___ GIVEN DATA

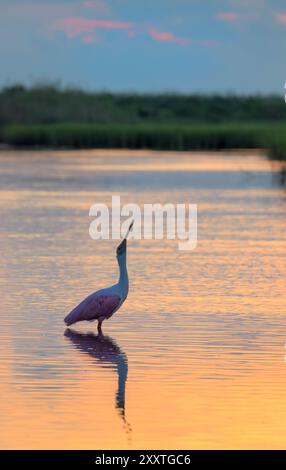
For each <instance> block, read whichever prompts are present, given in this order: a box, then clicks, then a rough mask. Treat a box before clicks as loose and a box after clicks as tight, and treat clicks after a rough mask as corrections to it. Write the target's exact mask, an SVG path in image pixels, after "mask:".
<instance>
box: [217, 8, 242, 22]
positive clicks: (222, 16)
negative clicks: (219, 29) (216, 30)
mask: <svg viewBox="0 0 286 470" xmlns="http://www.w3.org/2000/svg"><path fill="white" fill-rule="evenodd" d="M216 18H217V19H218V20H219V21H227V22H230V23H231V22H233V21H237V20H238V19H239V14H238V13H235V12H234V11H221V12H219V13H217V15H216Z"/></svg>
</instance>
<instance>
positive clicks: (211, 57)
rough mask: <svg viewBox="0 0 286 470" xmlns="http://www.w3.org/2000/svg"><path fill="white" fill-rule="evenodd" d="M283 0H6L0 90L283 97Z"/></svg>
mask: <svg viewBox="0 0 286 470" xmlns="http://www.w3.org/2000/svg"><path fill="white" fill-rule="evenodd" d="M285 46H286V1H285V0H283V1H282V0H82V1H81V0H78V1H76V0H69V1H65V0H57V1H54V0H0V63H1V74H0V86H3V85H7V84H11V83H15V82H24V83H27V84H30V83H33V82H37V81H56V80H58V81H60V82H61V83H62V84H64V85H76V86H79V87H84V88H88V89H94V90H102V89H107V90H114V91H117V90H124V91H126V90H128V91H129V90H131V91H133V90H136V91H154V92H158V91H166V90H168V91H177V92H198V91H199V92H213V91H215V92H224V93H225V92H236V93H253V92H261V93H269V92H275V93H278V94H281V95H283V94H284V83H285V82H286V55H285V53H286V47H285Z"/></svg>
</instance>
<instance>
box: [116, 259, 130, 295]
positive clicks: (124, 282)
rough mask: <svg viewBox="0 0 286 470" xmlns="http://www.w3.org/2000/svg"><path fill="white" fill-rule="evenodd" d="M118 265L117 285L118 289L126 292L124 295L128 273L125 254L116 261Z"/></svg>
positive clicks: (127, 282)
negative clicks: (127, 271)
mask: <svg viewBox="0 0 286 470" xmlns="http://www.w3.org/2000/svg"><path fill="white" fill-rule="evenodd" d="M118 264H119V281H118V284H119V286H120V288H121V289H122V290H123V291H124V293H125V291H126V295H127V292H128V272H127V265H126V254H125V255H123V256H121V257H120V258H119V259H118Z"/></svg>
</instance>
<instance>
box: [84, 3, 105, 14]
mask: <svg viewBox="0 0 286 470" xmlns="http://www.w3.org/2000/svg"><path fill="white" fill-rule="evenodd" d="M83 7H84V8H90V9H93V10H97V11H98V12H100V13H104V14H109V13H110V11H111V9H110V7H109V5H107V3H105V1H104V0H86V1H85V2H84V3H83Z"/></svg>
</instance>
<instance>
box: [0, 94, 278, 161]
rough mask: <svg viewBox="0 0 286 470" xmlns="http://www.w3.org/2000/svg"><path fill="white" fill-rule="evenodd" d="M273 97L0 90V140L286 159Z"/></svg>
mask: <svg viewBox="0 0 286 470" xmlns="http://www.w3.org/2000/svg"><path fill="white" fill-rule="evenodd" d="M285 131H286V105H285V103H284V101H283V99H282V98H281V97H277V96H268V97H262V96H254V97H238V96H201V95H189V96H182V95H175V94H162V95H150V94H149V95H136V94H110V93H87V92H83V91H80V90H61V89H59V88H56V87H53V86H38V87H33V88H31V89H26V88H24V87H22V86H14V87H10V88H6V89H3V90H2V91H0V142H2V143H5V144H8V145H12V146H19V147H51V148H59V147H63V148H112V147H117V148H130V149H141V148H149V149H162V150H219V149H229V148H267V149H269V155H270V156H271V157H273V158H279V159H286V132H285Z"/></svg>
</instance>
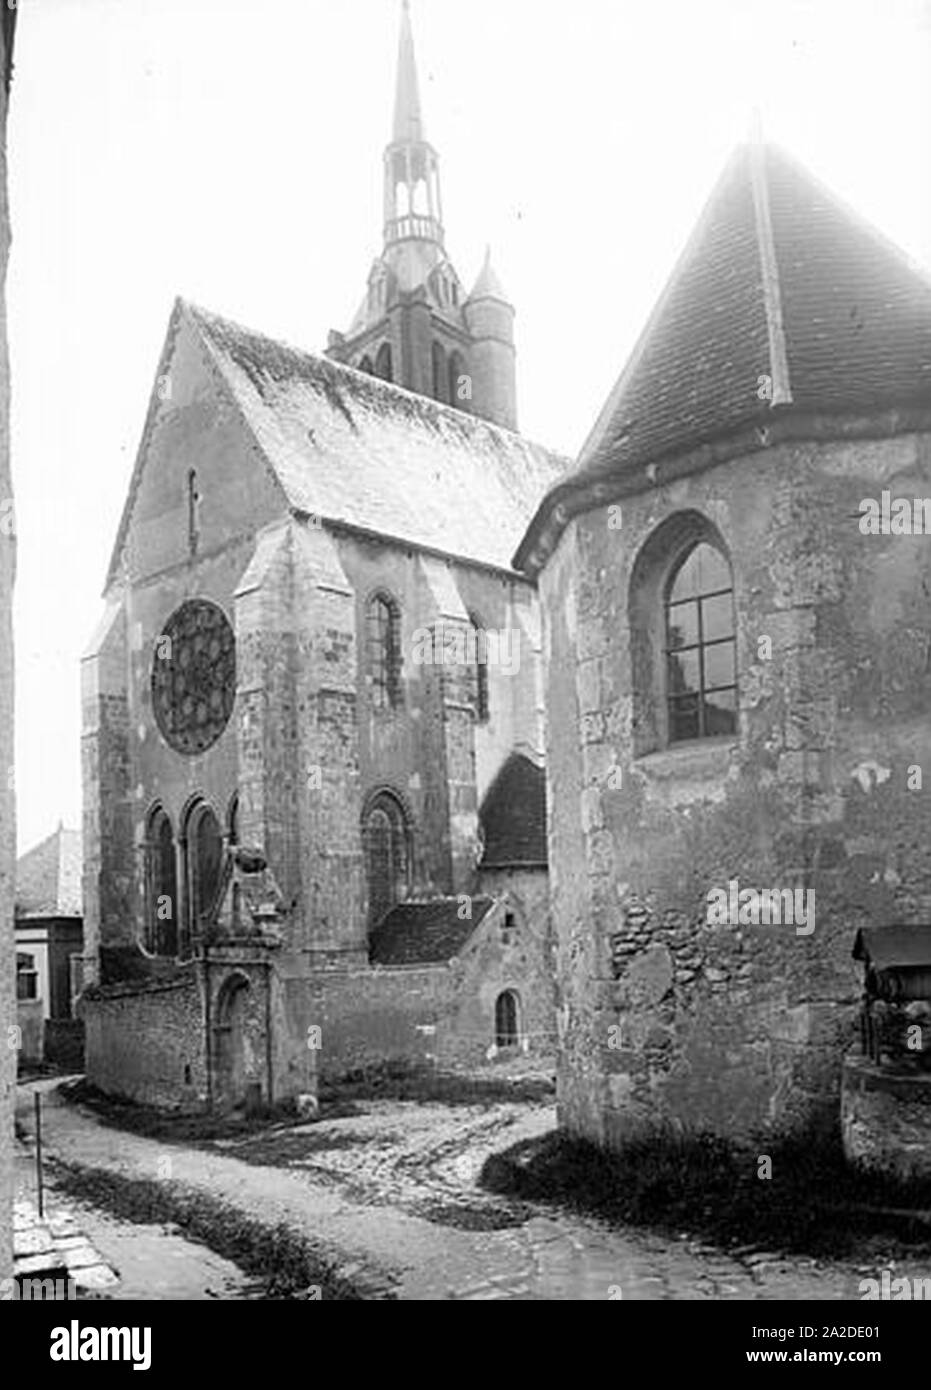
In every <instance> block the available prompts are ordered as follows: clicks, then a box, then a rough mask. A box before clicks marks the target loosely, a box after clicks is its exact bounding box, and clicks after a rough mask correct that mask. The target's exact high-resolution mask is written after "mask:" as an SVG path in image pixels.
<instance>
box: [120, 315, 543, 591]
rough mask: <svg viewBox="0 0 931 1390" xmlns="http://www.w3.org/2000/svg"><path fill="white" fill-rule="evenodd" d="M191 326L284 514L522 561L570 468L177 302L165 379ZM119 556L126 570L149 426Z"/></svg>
mask: <svg viewBox="0 0 931 1390" xmlns="http://www.w3.org/2000/svg"><path fill="white" fill-rule="evenodd" d="M183 322H188V324H190V325H192V328H193V331H195V332H196V334H197V335H199V336H200V339H201V342H203V346H204V349H206V353H207V356H208V360H211V361H213V364H214V367H215V370H217V373H218V375H220V378H221V381H222V384H224V385H225V388H226V389H228V392H229V395H231V396H232V399H233V400H235V403H236V406H238V407H239V410H240V413H242V416H243V418H245V421H246V425H247V428H249V430H250V431H252V434H253V436H254V439H256V442H257V445H258V449H260V450H261V453H263V455H264V457H265V460H267V464H268V467H270V468H271V471H272V474H274V475H275V477H277V480H278V482H279V485H281V488H282V509H286V507H290V509H292V510H295V512H299V513H306V514H307V516H314V517H320V518H321V520H322V521H331V523H342V524H345V525H347V527H354V528H357V530H361V531H367V532H371V534H375V535H381V537H386V538H392V539H396V541H400V542H402V543H409V545H413V546H417V548H420V549H424V550H438V552H440V553H445V555H450V556H454V557H459V559H463V560H472V562H475V563H478V564H486V566H491V567H493V569H500V570H509V571H510V569H511V555H513V553H514V549H516V546H517V542H518V541H520V538H521V535H522V534H524V531H525V528H527V524H528V521H529V518H531V516H532V514H534V509H535V507H536V505H538V502H539V500H541V498H542V496H543V493H545V492H546V489H547V488H549V486H550V485H552V484H553V482H554V481H556V480H557V478H559V477H563V475H564V474H566V470H567V468H568V460H567V459H566V457H563V456H561V455H557V453H553V452H552V450H549V449H545V448H543V446H542V445H535V443H531V442H529V441H527V439H524V438H522V436H521V435H517V434H513V432H511V431H510V430H502V428H500V427H499V425H495V424H492V423H491V421H488V420H481V418H479V417H478V416H470V414H466V413H464V411H461V410H456V409H454V407H453V406H445V404H442V403H440V402H436V400H431V399H429V398H427V396H418V395H415V393H413V392H410V391H404V389H403V388H402V386H395V385H392V384H390V382H386V381H381V379H379V378H378V377H370V375H368V374H365V373H360V371H356V370H354V368H352V367H346V366H342V364H340V363H335V361H332V360H331V359H329V357H318V356H315V354H314V353H308V352H303V350H300V349H297V347H290V346H288V345H286V343H282V342H277V341H275V339H272V338H265V336H263V335H261V334H257V332H252V331H250V329H247V328H242V327H240V325H238V324H233V322H231V321H229V320H226V318H220V317H218V316H215V314H210V313H207V311H206V310H203V309H197V307H196V306H193V304H189V303H188V302H186V300H181V299H179V300H176V303H175V307H174V311H172V316H171V322H170V325H168V334H167V342H165V349H164V352H163V356H161V361H160V367H158V374H160V375H163V374H164V373H167V371H168V367H170V363H171V353H172V345H174V342H175V339H176V336H178V332H179V328H181V325H182V324H183ZM157 410H158V400H157V393H156V392H153V398H151V402H150V407H149V418H147V424H146V431H145V434H143V442H142V446H140V450H139V457H138V460H136V468H135V473H133V480H132V484H131V488H129V495H128V499H126V505H125V507H124V513H122V520H121V523H120V531H118V535H117V542H115V546H114V552H113V557H111V562H110V571H108V582H111V581H113V580H115V577H117V574H118V571H120V559H121V555H122V550H124V545H125V539H126V534H128V528H129V521H131V516H132V507H133V500H135V492H136V488H138V485H139V478H140V475H142V468H143V467H145V456H146V448H147V436H149V431H150V430H151V428H153V423H154V420H156V416H157Z"/></svg>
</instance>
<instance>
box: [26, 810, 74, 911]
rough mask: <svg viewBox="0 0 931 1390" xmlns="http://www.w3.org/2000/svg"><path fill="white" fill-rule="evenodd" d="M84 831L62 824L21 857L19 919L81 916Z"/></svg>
mask: <svg viewBox="0 0 931 1390" xmlns="http://www.w3.org/2000/svg"><path fill="white" fill-rule="evenodd" d="M81 874H82V849H81V831H79V830H65V828H64V826H58V828H57V830H56V831H54V834H51V835H49V837H47V840H43V841H42V842H40V844H38V845H35V847H33V848H32V849H29V851H28V853H25V855H21V858H19V859H18V860H17V892H15V913H17V919H24V917H81V916H83V908H82V902H83V895H82V890H81Z"/></svg>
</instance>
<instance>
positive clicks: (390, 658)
mask: <svg viewBox="0 0 931 1390" xmlns="http://www.w3.org/2000/svg"><path fill="white" fill-rule="evenodd" d="M365 627H367V634H365V637H367V645H368V653H367V655H368V678H370V688H371V696H372V705H374V706H375V709H396V708H397V706H399V705H400V699H402V687H400V671H402V653H400V609H399V606H397V603H396V602H395V599H393V598H392V596H390V595H389V594H375V595H374V598H371V599H370V600H368V610H367V614H365Z"/></svg>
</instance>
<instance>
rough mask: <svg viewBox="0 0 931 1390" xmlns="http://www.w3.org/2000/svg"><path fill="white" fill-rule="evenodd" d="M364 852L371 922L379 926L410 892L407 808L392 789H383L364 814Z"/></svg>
mask: <svg viewBox="0 0 931 1390" xmlns="http://www.w3.org/2000/svg"><path fill="white" fill-rule="evenodd" d="M363 853H364V856H365V883H367V885H368V922H370V926H372V927H374V926H375V924H377V923H378V922H381V919H382V917H384V916H385V913H386V912H390V909H392V908H393V906H395V903H396V902H403V901H404V898H406V897H407V894H409V891H410V845H409V830H407V819H406V816H404V810H403V808H402V805H400V802H399V801H397V798H396V796H392V795H390V792H386V791H384V792H379V794H378V795H377V796H375V798H374V799H372V802H371V803H370V805H368V808H367V810H365V815H364V817H363Z"/></svg>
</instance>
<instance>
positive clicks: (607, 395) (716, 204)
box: [572, 145, 742, 474]
mask: <svg viewBox="0 0 931 1390" xmlns="http://www.w3.org/2000/svg"><path fill="white" fill-rule="evenodd" d="M741 150H742V147H741V146H739V145H738V146H736V147H735V149H734V150H731V153H730V156H728V157H727V160H725V161H724V165H723V168H721V171H720V174H718V177H717V178H716V181H714V183H713V185H711V190H710V193H707V196H706V199H705V203H703V204H702V208H700V211H699V215H698V220H696V221H695V222H693V224H692V228H691V231H689V232H688V234H686V236H685V242H684V245H682V246H681V249H679V252H678V256H677V257H675V261H674V263H673V268H671V270H670V272H668V275H667V277H666V281H664V284H663V288H661V289H660V292H659V295H657V296H656V300H654V303H653V307H652V309H650V311H649V313H648V316H646V320H645V322H643V327H642V328H641V331H639V334H638V336H636V339H635V342H634V346H632V347H631V350H629V353H628V357H627V361H625V363H624V366H623V367H621V373H620V375H618V378H617V381H616V382H614V386H613V388H611V391H610V392H609V395H607V400H606V402H604V404H603V406H602V409H600V411H599V414H598V417H596V420H595V424H593V425H592V428H591V430H589V432H588V435H586V436H585V441H584V442H582V448H581V449H579V452H578V457H577V460H575V468H574V470H572V474H578V473H582V471H584V468H585V467H586V464H588V461H589V459H591V457H592V456H595V455H596V453H598V450H599V449H600V446H602V443H603V439H604V434H606V432H607V428H609V425H610V424H611V421H613V418H614V413H616V410H617V406H618V404H620V402H621V399H623V396H624V389H625V386H627V385H628V382H629V381H631V378H632V377H634V374H635V371H636V368H638V367H639V364H641V361H642V360H643V356H645V353H646V349H648V346H649V342H650V336H652V334H653V329H654V328H656V325H657V324H659V322H661V320H663V313H664V310H666V307H667V304H668V302H670V299H671V297H673V293H674V291H675V289H677V288H678V284H679V281H681V279H682V277H684V275H685V272H686V270H688V267H689V264H691V261H692V260H693V257H695V254H696V253H698V252H699V249H700V246H702V238H703V232H705V231H706V229H707V227H709V222H710V221H711V214H713V213H714V208H716V207H717V202H718V197H720V193H721V190H723V189H724V188H725V185H727V181H728V178H730V177H731V174H732V170H734V165H735V164H736V163H738V160H739V157H741Z"/></svg>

______

WHAT IS BEING ASKED | Please pull out every line in the items above that contains the string "positive", and list each one in full.

RESPONSE TO THE EXERCISE |
positive clicks: (222, 16)
positive clicks: (211, 57)
positive clicks: (124, 282)
positive clicks: (127, 282)
positive clicks: (390, 658)
positive clicks: (607, 395) (716, 204)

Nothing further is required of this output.